# [PAGE TEXT]

In a recent study published in the European Journal of Nutrition, researchers from the School of Life Sciences at Northumbria University found that tart cherry juice can increase melatonin levels. Melatonin levels are directly associated with regulating the sleep-wake cycle in humans. Increased melatonin helps improve both sleep duration and quality.
There are a number of other health benefits associated with tart cherries. These cherries are known to contain high levels of polyphenols, particularly a group called anthocyanins that are considered antioxidants. These natural compounds have been linked to reduced levels of oxidative stress. Oxidative stress has been associated with a higher risk of infections and susceptibility to diseases like cancer, diabetes and atherosclerosis.
In a 2006 study published in the British Journal of Sports Medicine, researchers found that drinking tart cherry juice could decrease certain symptoms of exercise-induced muscle damage and inflammation. Since this study, antioxidants have been shown to have anti-inflammatory properties in a number of different contexts, suggesting that it may be the anthocyanins in tart cherries that play major role in reducing muscle damage and inflammation.

# [SOURCE DATA]
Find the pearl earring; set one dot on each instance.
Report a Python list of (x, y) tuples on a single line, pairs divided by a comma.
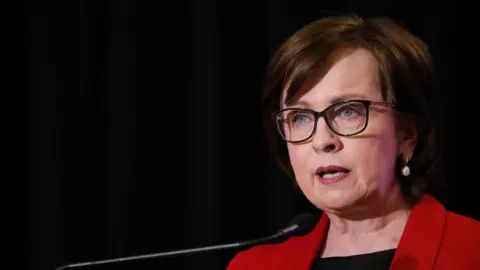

# [EXERCISES TO COMPLETE]
1 > Rewrite the tart cherry text from "There are a" to "reducing muscle damage and inflammation.", replacing "anthocyanins" with "flavonoids".
2 > Answer these questions from the tart cherry text.
(a) Which journal published the study finding that tart cherry juice can increase melatonin levels?
(b) What group of polyphenols in tart cherries is considered antioxidant?
(c) In what year was the British Journal of Sports Medicine study on tart cherry juice published?

# [RESULTS FOR THE EXERCISE]
1 >
There are a number of other health benefits associated with tart cherries. These cherries are known to contain high levels of polyphenols, particularly a group called flavonoids that are considered antioxidants. These natural compounds have been linked to reduced levels of oxidative stress. Oxidative stress has been associated with a higher risk of infections and susceptibility to diseases like cancer, diabetes and atherosclerosis.
In a 2006 study published in the British Journal of Sports Medicine, researchers found that drinking tart cherry juice could decrease certain symptoms of exercise-induced muscle damage and inflammation. Since this study, antioxidants have been shown to have anti-inflammatory properties in a number of different contexts, suggesting that it may be the flavonoids in tart cherries that play major role in reducing muscle damage and inflammation.

2 >
(a) The European Journal of Nutrition
(b) Anthocyanins
(c) 2006